----- Input for this task -----

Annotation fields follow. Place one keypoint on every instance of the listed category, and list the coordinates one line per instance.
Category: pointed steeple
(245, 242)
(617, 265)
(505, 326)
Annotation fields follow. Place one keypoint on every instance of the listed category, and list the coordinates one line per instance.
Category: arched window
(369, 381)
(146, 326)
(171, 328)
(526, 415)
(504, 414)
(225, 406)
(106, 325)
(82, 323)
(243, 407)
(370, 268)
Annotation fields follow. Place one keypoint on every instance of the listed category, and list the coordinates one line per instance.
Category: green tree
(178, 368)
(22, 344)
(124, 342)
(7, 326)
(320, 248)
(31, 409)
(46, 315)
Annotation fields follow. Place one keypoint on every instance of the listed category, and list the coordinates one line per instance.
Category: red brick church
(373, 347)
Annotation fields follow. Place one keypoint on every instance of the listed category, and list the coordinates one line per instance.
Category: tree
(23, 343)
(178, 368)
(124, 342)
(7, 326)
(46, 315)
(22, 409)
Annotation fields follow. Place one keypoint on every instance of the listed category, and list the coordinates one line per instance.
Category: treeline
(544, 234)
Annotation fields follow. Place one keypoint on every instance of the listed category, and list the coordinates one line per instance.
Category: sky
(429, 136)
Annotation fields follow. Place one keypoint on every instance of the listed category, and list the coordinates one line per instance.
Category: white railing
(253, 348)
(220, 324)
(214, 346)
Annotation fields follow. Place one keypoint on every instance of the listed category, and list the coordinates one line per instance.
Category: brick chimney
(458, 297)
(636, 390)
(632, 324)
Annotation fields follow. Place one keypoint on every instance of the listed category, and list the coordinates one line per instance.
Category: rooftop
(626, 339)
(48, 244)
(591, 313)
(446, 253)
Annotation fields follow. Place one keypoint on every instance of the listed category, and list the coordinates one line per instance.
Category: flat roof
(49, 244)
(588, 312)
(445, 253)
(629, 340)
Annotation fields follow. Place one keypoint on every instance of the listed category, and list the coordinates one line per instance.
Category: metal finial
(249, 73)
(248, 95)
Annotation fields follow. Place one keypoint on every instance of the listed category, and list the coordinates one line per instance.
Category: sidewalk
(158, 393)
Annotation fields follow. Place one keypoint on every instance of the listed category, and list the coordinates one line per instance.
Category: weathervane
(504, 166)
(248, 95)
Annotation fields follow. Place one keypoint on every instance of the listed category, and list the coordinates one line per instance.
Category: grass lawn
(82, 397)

-----

» Exercise goal
Copy all data exactly, start to finish.

» Reply to the task
Annotation fields follow. Place one keypoint on every instance of the listed category, and list the coordinates one line per instance.
Category: pointed steeple
(245, 242)
(617, 265)
(505, 326)
Annotation fields follow. Place one keypoint on every instance of the listed category, and list the coordinates one line per instance.
Category: arched window
(369, 381)
(146, 326)
(171, 328)
(526, 415)
(504, 414)
(225, 406)
(106, 325)
(82, 323)
(243, 407)
(370, 268)
Annotation fields follow. Place one keypoint on every instance of the listed category, and list the coordinates one line per instance.
Category: green tree
(178, 368)
(22, 344)
(124, 342)
(7, 326)
(320, 248)
(31, 409)
(46, 315)
Annotation fields follow. Place one keypoint on every instance of the listed category, and list the coordinates one line per instance.
Category: red brick church
(373, 347)
Annotation fields follow. Place one keypoint on every instance of the listed category, and list the coordinates one line per instance.
Category: tree
(23, 343)
(178, 368)
(124, 342)
(7, 326)
(46, 315)
(22, 409)
Annotation fields follow. Place one keypoint on every instance of the listed category, and list the coordinates one line per instance.
Category: treeline
(544, 234)
Annotation fields follow. Place one keypoint on every instance of the listed category, and list the coordinates one line per instance.
Category: sky
(429, 136)
Annotation fields follow. Place one keypoint on every instance of the listed category, and list the coordinates one line per instance.
Category: white railing
(253, 348)
(220, 324)
(214, 346)
Annotation fields follow. Place one keypoint on every instance of the listed category, and list the coordinates one line per instance.
Category: brick chimney
(458, 297)
(636, 390)
(632, 324)
Annotation fields follow. Place one keypoint on every instance of the listed category, and list the coordinates one line per instance.
Category: rooftop
(626, 339)
(48, 244)
(591, 313)
(446, 253)
Annotation fields follow. Place one keypoint on every instance of the listed category, and list the coordinates one line per instance.
Category: flat roof
(49, 244)
(588, 312)
(445, 253)
(629, 340)
Annotation fields follow. Place one keypoint on every instance of the listed category, and list the coordinates one line per instance.
Category: metal finial
(249, 73)
(248, 95)
Annotation fields follow. Place one keypoint on every instance of the listed category, and list the coordinates one line per instance.
Category: sidewalk
(158, 393)
Annotation fields follow. Place one keypoint on every instance of the listed category, and list the coordinates one line per instance.
Category: weathervane
(504, 166)
(248, 95)
Annotation fields follow. Place one keypoint on every instance of the listed category, and list the coordinates one line per instance.
Category: grass lawn
(82, 397)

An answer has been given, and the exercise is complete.